PASSAGE TO READ:
# New Orleans market WDSU 6.2 and D* question



## sjv* (Apr 30, 2007)

I'm in the New Orleans market. I have a D* H20-100 HD receiver in my MBR and it shows WDSU 6.2 (OTA) in the guide (it's been there for months). I also have a D* HR20-100 DVR in the den that does not show WDSU 6.2 (OTA) in the guide.

I understand that WDSU has done everything they should to correct this problem but D* is not picking up this listing for the HR20/21 receiver/DVR from their listing service(s). I cannot manually tune in 6.2 (OTA) either on this HR20. Does anyone in this area have an answer to this continuing problem?


----------



## nola56 (Aug 15, 2008)

The Directv receivers do not actually scan for channels, they scan Dtv's database. So until they update their database it won't be listed.


Go Saints!


----------



## fluffybear (Jun 19, 2004)

STUDY QUESTIONS:
(a) In the forum thread about WDSU 6.2, list every username that heads a section.
(b) In the WDSU 6.2 forum thread, what does nola56 say DirecTV receivers scan instead of scanning for channels?
(c) Write the next part of the forum thread about WDSU 6.2, beginning with the post under the final username heading.

RECORD EXTRACTS:
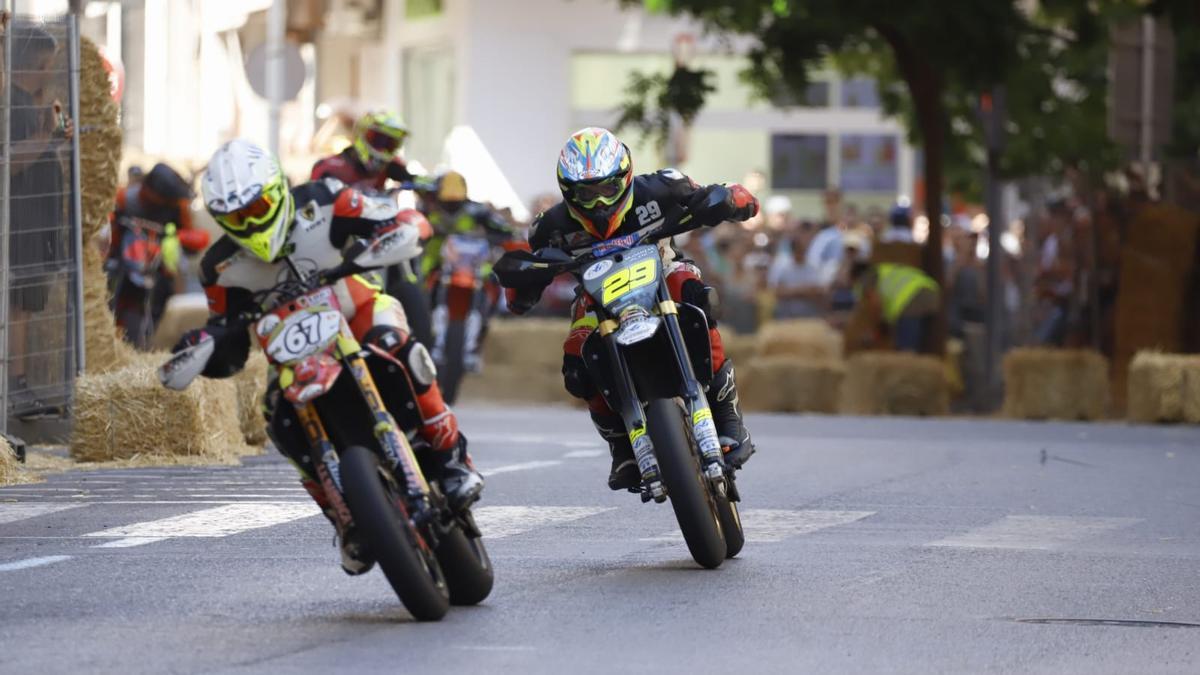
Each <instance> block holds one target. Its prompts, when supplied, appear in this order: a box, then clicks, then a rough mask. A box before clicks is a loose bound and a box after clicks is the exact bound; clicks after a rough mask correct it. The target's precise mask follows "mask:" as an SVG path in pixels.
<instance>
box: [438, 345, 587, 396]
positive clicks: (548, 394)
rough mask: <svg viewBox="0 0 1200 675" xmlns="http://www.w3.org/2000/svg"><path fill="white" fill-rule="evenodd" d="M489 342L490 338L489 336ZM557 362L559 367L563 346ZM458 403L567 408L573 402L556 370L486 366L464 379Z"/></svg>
mask: <svg viewBox="0 0 1200 675" xmlns="http://www.w3.org/2000/svg"><path fill="white" fill-rule="evenodd" d="M488 339H491V336H488ZM557 353H558V354H559V356H558V362H559V365H560V364H562V359H563V357H562V345H559V348H558V352H557ZM460 399H462V400H463V401H466V402H480V404H482V402H486V404H512V405H521V404H570V405H574V404H575V402H576V400H575V399H574V398H572V396H571V395H570V394H568V393H566V389H564V388H563V374H562V371H560V370H559V366H556V368H542V366H536V368H530V366H529V365H509V364H494V363H485V365H484V372H481V374H479V375H467V377H466V378H463V381H462V393H461V394H460Z"/></svg>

WRITTEN RESPONSES:
(a)
sjv*
nola56
fluffybear

(b) They scan DirecTV's database.

(c)
sjv* said:


> I'm in the New Orleans market. I have a D* H20-100 HD receiver in my MBR and it shows WDSU 6.2 (OTA) in the guide (it's been there for months). I also have a D* HR20-100 DVR in the den that does not show WDSU 6.2 (OTA) in the guide.
> 
> I understand that WDSU has done everything they should to correct this problem but D* is not picking up this listing for the HR20/21 receiver/DVR from their listing service(s). I cannot manually tune in 6.2 (OTA) either on this HR20. Does anyone in this area have an answer to this continuing problem?


Send DirecTV an e-mail and mention it to them. I know when 2.2 came online here in Atlanta that we had the same issue and it took a few e-mails to get them to correct things ont heir end.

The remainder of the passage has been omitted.